◆ **PAGE EXCERPT**
━━━━━━

Thursday, March 14, 2013

Music that Matters, Pt 9




83) Roxy Music, Remake Re-model: The first Roxy album was something special. Back then Ferry's croon contained some actual spit and wasn't the pomaded warble we'd later come to love. Eno and Andy Mackay added layers of uniquely fruitful tension––Eno with his Dada science fiction (his flourishes are particularly brilliant here) and Mackay with a touch of a-yob-goes-to-Cotton-Club lacquer (and no one, NO ONE, brought the oboe like Mackay)––after the first two LPs and Eno's departure things got smoother: more great records would follow but thicker polish replacing raggedier edges. And then smoother still for the 80s output. Still, every corner of their sound was uniquely theirs all the way down to the fabulous beats of Paul Thompson and their take on girly record covers. This is what sexy eccentricity should sound like.

━━━━━━

◆ **GIVEN MATERIAL**

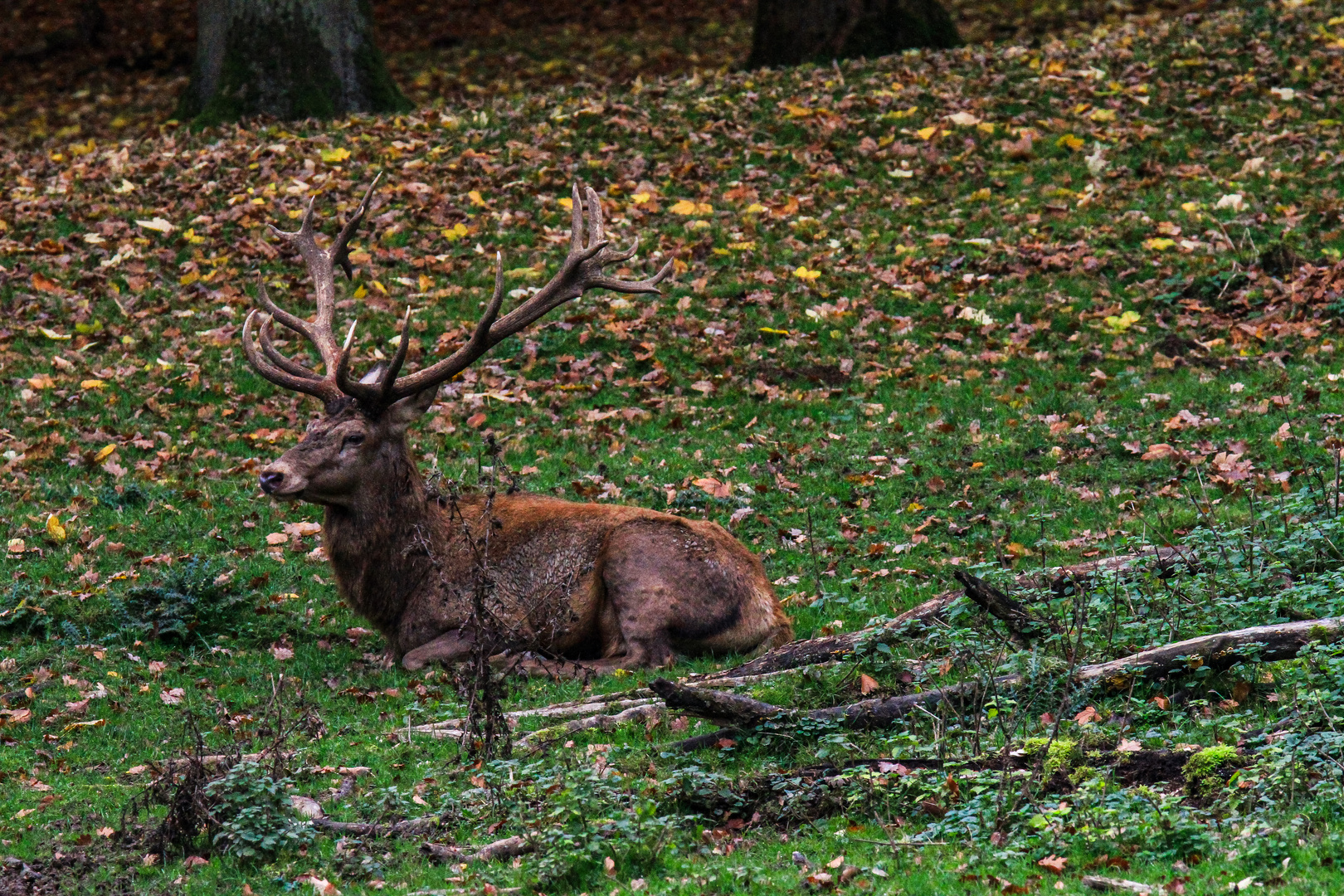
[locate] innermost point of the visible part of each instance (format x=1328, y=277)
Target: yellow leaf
x=1118, y=324
x=156, y=225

━━━━━━

◆ **REQUIRED TASKS**
A – In the Roxy Music entry of the music blog post, whose beats are called fabulous?
B – Carry on the "Music that Matters" blog post past its last sentence.

◆ **ANSWERS BELOW**
A – Paul Thompson's.

B –
Re-Make/Re-Model by Roxy Music on Grooveshark



84) Can, Mother Sky: A salty German sound experiment beginning in the late 60s that'd turn hipster namecheck by the 80s (don't hold it against them): Yoo Doo Right e.g. providing hipster cred to a number of alt bands wanting to prove the coolness of their record collections. I stumbled on Can as their record blared from one of those now long gone Sunset Boulevard elephantine record outlets. I was hooked immediately. Their cool-bordering-on-cold sound is like a breeze coming down the German Alps. Their improvised ditties drip with a healthy serving of psychedelic barbecue sauce and a hint of jazzy phrasing but not too much. It's a formula that other bands, like ELP, could clone into bloated run-throughs of self-indulgent bombast but Can manages with self-restraint. Mother Sky may be long but it earns every second of its length (probably owing to their German efficiency) and may also contain the epitome of cool psychedelic melody lines. Their lyrics sometimes read like movie dialogue in Chinese-English translations but that's OK, it only makes their brand more Dadaesque. My nine year-old daughter heard this playing in the car recently and remarked that it sounded like old time music––1970, actually, which for her may as well be the ice age. Yeah, well call me a neanderthal. I dig it.

Mother Sky (from Deep End) by Can on Grooveshark

Here's a "blistering" live version from German television in 1970.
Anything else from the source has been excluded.